(Dataset rows)
-=-=-

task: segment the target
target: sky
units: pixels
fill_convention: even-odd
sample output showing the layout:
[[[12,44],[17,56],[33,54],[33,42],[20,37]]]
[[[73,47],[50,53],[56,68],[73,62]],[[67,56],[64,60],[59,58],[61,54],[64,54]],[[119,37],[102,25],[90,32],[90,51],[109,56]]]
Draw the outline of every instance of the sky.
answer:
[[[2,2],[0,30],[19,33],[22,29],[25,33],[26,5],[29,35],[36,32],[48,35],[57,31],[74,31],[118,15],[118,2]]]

-=-=-

Please rewrite the records above, replacing "sky" with "water" wherever it appears and leaving everything else as it is.

▶ [TASK ANSWER]:
task: segment the target
target: water
units: pixels
fill_convention: even-odd
sample output showing the layout:
[[[12,44],[17,56],[33,54],[33,42],[20,37]]]
[[[73,47],[50,53],[56,68],[73,62]],[[67,56],[64,60],[59,58],[61,54],[64,54]],[[119,37],[102,25],[90,32],[90,51],[109,56]]]
Draw the outline of every instance of the water.
answer:
[[[2,2],[0,30],[19,33],[22,29],[25,33],[26,5],[29,35],[36,32],[48,35],[57,31],[74,31],[118,15],[118,2]]]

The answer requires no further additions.